▶ _EXERCISE GOAL_
Reproduce every one of the items below word for word, line by line.

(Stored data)

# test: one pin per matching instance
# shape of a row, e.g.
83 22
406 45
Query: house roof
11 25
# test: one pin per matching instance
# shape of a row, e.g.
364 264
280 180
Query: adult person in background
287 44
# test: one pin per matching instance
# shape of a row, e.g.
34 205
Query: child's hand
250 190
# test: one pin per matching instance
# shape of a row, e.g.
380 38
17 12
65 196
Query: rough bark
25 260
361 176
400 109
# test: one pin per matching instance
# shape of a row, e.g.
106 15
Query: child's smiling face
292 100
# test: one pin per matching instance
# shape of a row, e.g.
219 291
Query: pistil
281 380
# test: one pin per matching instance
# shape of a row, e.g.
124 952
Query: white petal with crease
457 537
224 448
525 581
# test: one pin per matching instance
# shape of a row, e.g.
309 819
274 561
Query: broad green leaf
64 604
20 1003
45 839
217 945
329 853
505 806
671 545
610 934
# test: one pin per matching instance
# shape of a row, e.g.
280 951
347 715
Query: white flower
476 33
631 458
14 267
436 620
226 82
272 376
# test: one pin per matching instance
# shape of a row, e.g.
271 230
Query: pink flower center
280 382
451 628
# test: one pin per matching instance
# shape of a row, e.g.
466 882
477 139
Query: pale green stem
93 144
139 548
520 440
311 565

▶ _PROBLEM SOLUTION_
# test: one pin per matching instance
# shape of a row, e.g.
83 22
406 45
Query: house roof
11 25
# test: one pin per matching instance
# shape of a row, e.g.
364 264
280 180
Query: adult person in background
287 44
# test: one pin per matching instance
# shape of a row, e.g.
34 205
Query: child's hand
250 190
# test: one pin per matching instance
# shape of a row, e.g.
380 38
17 12
65 196
Query: rough bark
25 260
361 176
400 109
# test: one pin per matching instance
# shape of a row, e.g.
106 15
Query: child's smiling face
292 100
# test: one pin per matching instance
# shape of a row, e.g.
219 291
Query: pistil
281 380
# test: one pin per matching instance
# shape of a row, e.g.
124 952
Query: white petal with crease
457 537
224 448
525 581
# test: one pin per matching instance
# shape of a row, e.g.
309 819
274 561
Query: broad green leaf
64 604
20 1003
45 839
217 945
329 853
505 806
671 545
610 934
# test: one pin per matching instance
# shape of a row, e.g.
280 951
347 715
Query: white flower
476 33
631 458
14 267
436 620
226 82
272 376
# test: one pin per matching instance
# shape of a row, e.g.
271 230
Query: pink flower center
280 382
451 628
# test: one pin per matching instance
# shape of a row, e.g.
466 882
477 139
Query: pale green stem
93 144
139 548
520 440
311 565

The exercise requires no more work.